Prevue reached out to Al Hutchinson, president and CEO, Visit Baltimore about the open letter he and other black destination industry leaders released about systemic racism in the U.S.
That letter states, “Clearly, whether we realize it, admit it, or like it, all of our lives have been impacted, and our world has changed. This industry must and will also change. How will be determined by the actions we take now. One thing is for sure, going forward, we can no longer do business as usual.” It continues, “If you are not a part of the solution, you are part of the problem.” Here is what Al Hutchinson has to say about becoming part of the solution.
Prevue: How important is diversity, equity and inclusion in the meetings and hospitality industries?
Al Hutchinson: I can’t stress how important diversity, equity and inclusion are to the meetings and hospitality industries. We’ve gone far too long with these topics on the backburner, but it’s time that we have an honest conversation about racism and lack of diversity in our industry. I recently co-signed a letter alongside other black industry leaders calling for much-needed change. In the letter, we made a special call to our white counterparts, encouraging them to use their leadership to make positive and lasting change. Specifically, we’re asking white leaders to ask themselves tough questions like how their organizations are nurturing cultural change and how they are engaging underserved communities to attract diverse talent.
Prevue: Do you think the current political climate threatens the ability to hold meetings and events that respect diversity and rights of all attendees?
Al Hutchinson: Although the current political climate is divisive and problematic in many ways, I’m hopeful that this movement to eradicate racism will press on in our country and industry. Our country has come face-to-face with structural racism over the past several weeks, and even in the midst of a global pandemic, individuals are loudly calling for change.

▶ Exercise tasks:
• 1. Answer these questions about the interview:
(a) What positions does Al Hutchinson hold?
(b) According to the letter, what can no longer be done going forward?
(c) Even in the midst of a global pandemic, what are individuals loudly calling for?
• 2. Can you update the passage of the interview starting at "Al Hutchinson: I" and ending at "of all attendees?", writing "marginalized communities" in place of "underserved communities"?
You won't need the records for this.

▶ Supplied data:
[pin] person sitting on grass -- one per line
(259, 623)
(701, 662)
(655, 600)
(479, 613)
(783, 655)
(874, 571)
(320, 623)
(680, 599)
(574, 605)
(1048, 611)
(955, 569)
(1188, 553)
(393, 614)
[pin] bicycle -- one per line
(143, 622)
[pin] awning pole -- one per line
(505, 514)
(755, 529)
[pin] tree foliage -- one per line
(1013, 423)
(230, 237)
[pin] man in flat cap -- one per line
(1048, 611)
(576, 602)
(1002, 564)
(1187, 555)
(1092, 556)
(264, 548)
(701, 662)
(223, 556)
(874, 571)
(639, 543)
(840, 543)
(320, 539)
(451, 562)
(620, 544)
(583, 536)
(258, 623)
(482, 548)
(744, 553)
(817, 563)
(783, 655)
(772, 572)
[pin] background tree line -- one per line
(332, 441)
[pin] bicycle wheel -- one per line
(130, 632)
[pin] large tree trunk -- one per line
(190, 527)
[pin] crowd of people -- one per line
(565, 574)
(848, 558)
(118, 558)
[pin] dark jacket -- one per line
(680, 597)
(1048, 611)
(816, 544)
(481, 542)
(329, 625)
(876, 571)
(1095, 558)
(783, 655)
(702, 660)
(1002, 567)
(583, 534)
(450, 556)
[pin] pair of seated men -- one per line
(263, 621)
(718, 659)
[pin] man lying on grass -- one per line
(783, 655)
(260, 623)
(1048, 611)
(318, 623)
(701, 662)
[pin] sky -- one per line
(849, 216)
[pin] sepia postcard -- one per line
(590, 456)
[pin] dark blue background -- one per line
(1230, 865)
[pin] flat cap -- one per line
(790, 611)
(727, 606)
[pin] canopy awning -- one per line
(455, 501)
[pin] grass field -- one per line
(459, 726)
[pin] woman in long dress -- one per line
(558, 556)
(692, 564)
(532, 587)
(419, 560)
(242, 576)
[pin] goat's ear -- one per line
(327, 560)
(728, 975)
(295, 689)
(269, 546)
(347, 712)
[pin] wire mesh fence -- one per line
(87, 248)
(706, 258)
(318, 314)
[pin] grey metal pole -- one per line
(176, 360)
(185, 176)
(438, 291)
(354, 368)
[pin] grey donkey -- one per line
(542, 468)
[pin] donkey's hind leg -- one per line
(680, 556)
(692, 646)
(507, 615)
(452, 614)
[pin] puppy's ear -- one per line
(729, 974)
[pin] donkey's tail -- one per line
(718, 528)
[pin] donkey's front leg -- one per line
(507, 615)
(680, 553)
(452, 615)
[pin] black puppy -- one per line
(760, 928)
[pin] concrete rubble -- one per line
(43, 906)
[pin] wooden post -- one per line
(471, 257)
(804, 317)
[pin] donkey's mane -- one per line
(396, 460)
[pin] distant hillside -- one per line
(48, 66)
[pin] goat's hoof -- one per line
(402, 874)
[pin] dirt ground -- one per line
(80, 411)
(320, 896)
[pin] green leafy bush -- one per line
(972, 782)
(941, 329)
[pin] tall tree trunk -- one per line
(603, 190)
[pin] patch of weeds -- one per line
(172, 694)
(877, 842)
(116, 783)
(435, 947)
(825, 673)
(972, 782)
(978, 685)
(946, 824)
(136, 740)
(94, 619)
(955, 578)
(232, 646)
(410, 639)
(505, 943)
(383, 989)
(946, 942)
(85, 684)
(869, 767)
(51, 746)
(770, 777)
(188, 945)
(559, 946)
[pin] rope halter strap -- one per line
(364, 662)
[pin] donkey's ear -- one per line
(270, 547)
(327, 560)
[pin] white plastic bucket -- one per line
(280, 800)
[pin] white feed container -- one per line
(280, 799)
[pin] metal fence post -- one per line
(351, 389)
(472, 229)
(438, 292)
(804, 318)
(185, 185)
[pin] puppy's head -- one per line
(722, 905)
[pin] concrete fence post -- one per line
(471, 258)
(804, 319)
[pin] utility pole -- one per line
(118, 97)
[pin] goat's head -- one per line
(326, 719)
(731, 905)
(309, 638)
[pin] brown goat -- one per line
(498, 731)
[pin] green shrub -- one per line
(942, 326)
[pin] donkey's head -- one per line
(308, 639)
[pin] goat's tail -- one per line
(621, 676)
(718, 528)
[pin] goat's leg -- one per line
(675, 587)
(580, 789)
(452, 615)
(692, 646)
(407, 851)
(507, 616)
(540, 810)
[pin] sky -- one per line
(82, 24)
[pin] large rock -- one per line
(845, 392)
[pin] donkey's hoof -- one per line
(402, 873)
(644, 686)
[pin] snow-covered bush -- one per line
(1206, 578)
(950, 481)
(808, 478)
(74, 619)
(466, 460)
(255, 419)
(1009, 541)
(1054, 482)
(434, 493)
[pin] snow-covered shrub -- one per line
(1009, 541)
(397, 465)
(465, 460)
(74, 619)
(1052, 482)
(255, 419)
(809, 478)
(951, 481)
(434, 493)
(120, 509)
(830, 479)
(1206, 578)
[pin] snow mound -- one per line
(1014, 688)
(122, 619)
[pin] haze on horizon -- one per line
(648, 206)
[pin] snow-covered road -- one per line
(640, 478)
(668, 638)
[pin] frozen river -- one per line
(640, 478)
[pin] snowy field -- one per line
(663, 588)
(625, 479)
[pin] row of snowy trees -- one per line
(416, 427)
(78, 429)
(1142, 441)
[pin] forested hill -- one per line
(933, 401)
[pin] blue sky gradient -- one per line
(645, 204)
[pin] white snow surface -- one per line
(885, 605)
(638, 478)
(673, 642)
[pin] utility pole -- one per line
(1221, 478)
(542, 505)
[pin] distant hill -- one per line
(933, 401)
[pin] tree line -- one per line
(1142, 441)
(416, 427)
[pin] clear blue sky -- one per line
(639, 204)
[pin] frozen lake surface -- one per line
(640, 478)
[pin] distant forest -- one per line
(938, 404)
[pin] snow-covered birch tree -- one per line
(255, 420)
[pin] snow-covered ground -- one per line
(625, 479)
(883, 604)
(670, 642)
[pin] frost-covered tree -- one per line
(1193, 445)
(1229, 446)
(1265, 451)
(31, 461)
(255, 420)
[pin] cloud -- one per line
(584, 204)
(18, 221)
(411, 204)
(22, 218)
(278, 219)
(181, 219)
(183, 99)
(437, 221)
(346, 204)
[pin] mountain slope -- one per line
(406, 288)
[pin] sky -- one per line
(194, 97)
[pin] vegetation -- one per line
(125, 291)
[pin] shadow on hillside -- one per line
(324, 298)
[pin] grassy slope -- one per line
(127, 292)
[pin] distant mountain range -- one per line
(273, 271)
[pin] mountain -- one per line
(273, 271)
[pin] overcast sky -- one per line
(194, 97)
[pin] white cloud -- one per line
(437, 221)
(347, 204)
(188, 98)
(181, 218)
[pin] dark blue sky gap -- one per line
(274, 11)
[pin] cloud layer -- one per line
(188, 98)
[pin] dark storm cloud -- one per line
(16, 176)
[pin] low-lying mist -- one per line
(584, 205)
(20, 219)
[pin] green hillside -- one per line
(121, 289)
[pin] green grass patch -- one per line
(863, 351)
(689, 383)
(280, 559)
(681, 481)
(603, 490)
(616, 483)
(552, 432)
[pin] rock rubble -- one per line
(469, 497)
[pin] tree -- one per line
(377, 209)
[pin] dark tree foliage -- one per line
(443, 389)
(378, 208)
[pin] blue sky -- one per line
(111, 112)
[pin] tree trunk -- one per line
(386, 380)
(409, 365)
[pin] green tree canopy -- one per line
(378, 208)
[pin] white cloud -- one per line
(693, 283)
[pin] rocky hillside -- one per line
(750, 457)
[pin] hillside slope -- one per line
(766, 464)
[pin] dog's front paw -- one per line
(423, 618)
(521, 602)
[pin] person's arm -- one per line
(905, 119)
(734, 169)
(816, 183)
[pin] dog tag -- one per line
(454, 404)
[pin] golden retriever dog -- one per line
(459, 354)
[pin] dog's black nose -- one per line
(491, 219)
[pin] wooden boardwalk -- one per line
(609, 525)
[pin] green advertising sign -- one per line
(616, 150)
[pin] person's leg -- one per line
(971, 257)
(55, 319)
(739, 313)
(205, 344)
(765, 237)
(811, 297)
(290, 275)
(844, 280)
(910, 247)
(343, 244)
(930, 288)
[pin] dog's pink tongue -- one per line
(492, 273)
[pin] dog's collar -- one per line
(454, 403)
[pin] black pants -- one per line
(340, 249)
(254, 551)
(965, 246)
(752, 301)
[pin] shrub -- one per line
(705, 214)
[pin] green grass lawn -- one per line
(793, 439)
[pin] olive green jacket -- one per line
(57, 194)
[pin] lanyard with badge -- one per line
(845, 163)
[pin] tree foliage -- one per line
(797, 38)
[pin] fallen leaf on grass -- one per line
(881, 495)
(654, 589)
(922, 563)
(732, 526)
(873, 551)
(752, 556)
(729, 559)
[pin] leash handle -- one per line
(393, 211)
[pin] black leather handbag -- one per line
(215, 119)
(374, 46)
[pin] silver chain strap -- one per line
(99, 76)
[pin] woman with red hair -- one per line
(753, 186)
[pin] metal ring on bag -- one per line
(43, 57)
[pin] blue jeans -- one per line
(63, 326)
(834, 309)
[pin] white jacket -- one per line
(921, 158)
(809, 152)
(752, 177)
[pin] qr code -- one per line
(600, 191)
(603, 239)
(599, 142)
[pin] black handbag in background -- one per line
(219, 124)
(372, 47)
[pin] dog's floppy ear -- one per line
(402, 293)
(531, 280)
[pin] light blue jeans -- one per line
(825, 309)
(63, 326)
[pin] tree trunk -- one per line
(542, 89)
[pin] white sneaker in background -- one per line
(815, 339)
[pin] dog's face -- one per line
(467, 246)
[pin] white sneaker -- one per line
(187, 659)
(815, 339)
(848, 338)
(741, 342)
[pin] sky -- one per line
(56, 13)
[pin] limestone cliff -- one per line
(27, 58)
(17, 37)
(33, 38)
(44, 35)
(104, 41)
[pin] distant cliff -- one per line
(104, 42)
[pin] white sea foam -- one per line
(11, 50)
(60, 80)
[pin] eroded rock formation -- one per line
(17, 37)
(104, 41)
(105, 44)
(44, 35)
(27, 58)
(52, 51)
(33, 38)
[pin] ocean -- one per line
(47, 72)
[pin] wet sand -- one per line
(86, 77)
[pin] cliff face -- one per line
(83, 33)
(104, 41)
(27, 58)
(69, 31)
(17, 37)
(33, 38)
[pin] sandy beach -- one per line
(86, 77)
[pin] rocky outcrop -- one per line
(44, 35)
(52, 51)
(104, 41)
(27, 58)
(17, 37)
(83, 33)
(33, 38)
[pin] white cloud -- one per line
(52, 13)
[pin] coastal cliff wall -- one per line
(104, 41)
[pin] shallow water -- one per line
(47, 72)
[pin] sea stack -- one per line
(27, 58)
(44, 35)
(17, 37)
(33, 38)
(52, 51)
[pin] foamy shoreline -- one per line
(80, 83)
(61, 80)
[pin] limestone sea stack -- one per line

▶ Responses by item number:
• 1.
(a) President and CEO, Visit Baltimore
(b) Business as usual
(c) Change

• 2.
Al Hutchinson: I can’t stress how important diversity, equity and inclusion are to the meetings and hospitality industries. We’ve gone far too long with these topics on the backburner, but it’s time that we have an honest conversation about racism and lack of diversity in our industry. I recently co-signed a letter alongside other black industry leaders calling for much-needed change. In the letter, we made a special call to our white counterparts, encouraging them to use their leadership to make positive and lasting change. Specifically, we’re asking white leaders to ask themselves tough questions like how their organizations are nurturing cultural change and how they are engaging marginalized communities to attract diverse talent.
Prevue: Do you think the current political climate threatens the ability to hold meetings and events that respect diversity and rights of all attendees?